- Written instruction
Resize the point coordinates in the lines starting with the line containing "[mark] the tree" and going on through the end of the entries. Rewrite only those lines, in full, with each x and y value multiplied by 1.2 and rounded to a whole number (halves rounded up), and leave all other text unchanged.

-- Begin Extracted information --

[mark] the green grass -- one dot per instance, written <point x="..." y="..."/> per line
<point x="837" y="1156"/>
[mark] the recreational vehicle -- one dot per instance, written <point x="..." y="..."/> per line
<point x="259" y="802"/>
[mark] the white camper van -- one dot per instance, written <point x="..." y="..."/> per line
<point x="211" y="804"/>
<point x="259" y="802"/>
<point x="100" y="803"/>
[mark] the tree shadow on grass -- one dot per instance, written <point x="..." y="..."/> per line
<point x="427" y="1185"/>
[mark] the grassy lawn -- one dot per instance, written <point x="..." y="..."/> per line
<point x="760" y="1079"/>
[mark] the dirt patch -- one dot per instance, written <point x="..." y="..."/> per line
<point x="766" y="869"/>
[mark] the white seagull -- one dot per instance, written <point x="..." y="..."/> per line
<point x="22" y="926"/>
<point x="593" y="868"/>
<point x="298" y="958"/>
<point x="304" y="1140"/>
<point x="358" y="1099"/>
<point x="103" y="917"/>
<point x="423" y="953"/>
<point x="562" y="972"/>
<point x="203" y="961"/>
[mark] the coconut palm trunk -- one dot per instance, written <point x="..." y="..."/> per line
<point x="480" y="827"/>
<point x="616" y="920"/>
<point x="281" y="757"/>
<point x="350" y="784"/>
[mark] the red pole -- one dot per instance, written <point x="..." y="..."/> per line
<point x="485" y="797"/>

-- End Extracted information --

- The reply
[mark] the tree shadow on grass -- one dot per instance, written <point x="..." y="..."/> per line
<point x="512" y="1422"/>
[mark] the grassy lawn -- one dot per instance, written <point x="..." y="..."/> per line
<point x="912" y="1295"/>
[mark] the dirt patch -- one dot per instance, written <point x="..." y="..."/> per line
<point x="919" y="1043"/>
[mark] the white seagull -- one dot per instance, written <point x="..." y="..."/> per line
<point x="26" y="1111"/>
<point x="712" y="1042"/>
<point x="358" y="1150"/>
<point x="365" y="1368"/>
<point x="430" y="1319"/>
<point x="124" y="1100"/>
<point x="508" y="1144"/>
<point x="674" y="1166"/>
<point x="244" y="1153"/>
[mark] the coconut palm trunk -- one dot per instance, written <point x="..." y="..."/> per line
<point x="576" y="992"/>
<point x="739" y="1104"/>
<point x="337" y="908"/>
<point x="420" y="941"/>
[mark] the red pole -- one dot per instance, written <point x="..." y="..."/> per line
<point x="582" y="956"/>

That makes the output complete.